(CONJUNTO DE TAREFAS):
• a. Transcreva, por favor, o trecho do texto sobre a criação de dinheiro que começa em "A grande questão" e termina em "do nosso tempo.".
• b. Retome o texto sobre a criação de dinheiro pelos bancos comerciais a partir do ponto onde acaba.
═══ EXCERTO DO TEXTO ═══
A grande questão política do nosso tempo



Tenho vindo a dedicar alguma atenção ao tema da economia e, em particular, à natureza do actual sistema monetário, ao real papel exercido pelos bancos comerciais e às profundas distorções sistémicas que um tal modelo faz incidir sobre a nossa sociedade em todos os aspectos da nossa vida. Acredito que esta é, no contexto das economias desenvolvidas, a questão política do nosso tempo.

No passado dia 20 de Novembro teve lugar no Parlamento Britânico um debate sobre a criação de dinheiro com o título Money Creation and Society. Em discussão esteve o facto de no actual sistema de moedas fiduciárias como a Libra, o Euro ou o Dólar, a esmagadora percentagem do money stock em circulação não ter sido criada pelos governos (ou pelos bancos centrais) mas por bancos comerciais através da concessão de crédito.

Em causa está o facto dos bancos criarem dinheiro do nada, electronicamente, sobre a forma de crédito e que o volume de dinheiro criado por essa via aumentou exponencialmente nas últimas décadas – ascendendo, no caso Britânico, a 97% da totalidade do money stock.

Tratou-se de um debate promovido por quatro parlamentares da Câmara dos Comuns, de cada uma quatro forças políticas ali representadas: Conservadores, Trabalhistas, Verdes e Ukip. A discussão assertiva que se gerou demonstrou bem que as preocupações em torno da reforma monetária não são apenas opiniões de um pequeno grupo com ideias alternativas sobre economia, mas antes apreensões fundamentadas de um vasto conjunto de pessoas com diferentes sensibilidades políticas.
═══ MATERIAL RECOLHIDO ═══
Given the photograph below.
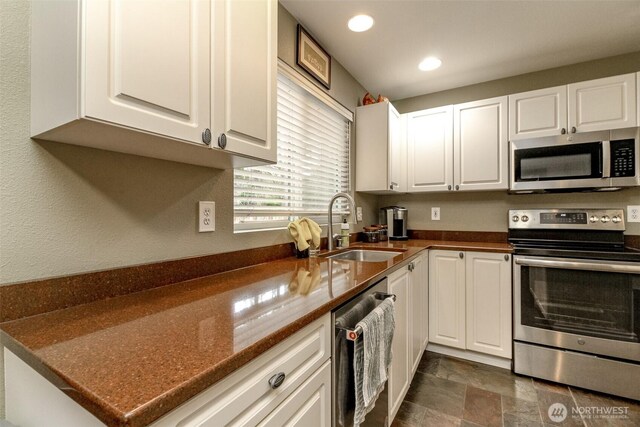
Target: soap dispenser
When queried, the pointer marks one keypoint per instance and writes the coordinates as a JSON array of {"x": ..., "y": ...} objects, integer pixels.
[{"x": 344, "y": 233}]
═══
(RESPOSTAS POR ORDEM):
• a.
A grande questão política do nosso tempo



Tenho vindo a dedicar alguma atenção ao tema da economia e, em particular, à natureza do actual sistema monetário, ao real papel exercido pelos bancos comerciais e às profundas distorções sistémicas que um tal modelo faz incidir sobre a nossa sociedade em todos os aspectos da nossa vida. Acredito que esta é, no contexto das economias desenvolvidas, a questão política do nosso tempo.

• b.
Alheios à natureza do sistema monetário moderno muitos cidadãos são conduzidos por conceitos do senso comum que iludem a compreensão real dos problemas. Um exemplo imediato revela-se no modo como as pessoas entendem o significado de um “empréstimo” bancário. No entendimento de muitas pessoas um banco é uma instituição intermediária que tem à sua guarda os depósitos de outros cidadãos, redistribuindo-os através de empréstimos sobre os quais incidem juros que revertem a seu favor, de que depois beneficiam também os depositantes originais.

Sucede que a realidade é bem diversa. Quando um banco concede um crédito a um particular essa instituição assume uma responsabilidade desse valor mas a dívida deste é registada como um activo do banco. Ao fazê-lo, os bancos estão simultaneamente a criar dinheiro (electrónico) novo na conta do cliente, bem como a dívida que lhe é correspondente. O processo é descrito de forma detalhada num documento publicado pelo sítio web Positive Money que pode ser descarregado aqui – corroborado de forma inequívoca por uma outra publicação emitida pelo Banco de Inglaterra.

Significa isto que no contexto actual o principal objecto de actividade dos bancos não é mais aquilo que outrora entendemos como banking, fazendo recircular as poupanças na economia como crédito a novos investimentos, mas sim a criação de money stock através de crédito sobre a forma de novos depósitos electrónicos.

Decorrem deste processo vários aspectos a ter em conta. Faço referência ao exemplo Britânico pelo facto de conter documentação mais acessível mas valerá a pena lembrar que o Euro, pese embora ter tido uma gestão mais conservadora, opera segundo um paradigma idêntico.
No caso Britânico, com um money stock de 2.200 mil milhões de libras, apenas 8% foi concedido a empresas do sector não financeiro. O volume de crédito emitido a entidades financeiras é três vezes superior. E um terço daquele money stock foi canalizado para o sector imobiliário ou para empréstimos sobre hipoteca de casa.

Estamos perante um fenómeno que contradiz um princípio básico em que parecem acreditar muitos economistas: que, no actual sistema, o dinheiro não é neutral – facto muito enfatizado no debate da Câmara dos Comuns pelo Conservador Steve Baker. O dinheiro tem sido maioritariamente criado por bancos – sem correspondência com os seus activos e em valor que lhe é muito superior, ao abrigo das regras do fractional reserve banking – fazendo reverter em seu benefício os juros correspondentes e extraindo desse modo riqueza do todo da economia, empobrecendo gradualmente a sociedade.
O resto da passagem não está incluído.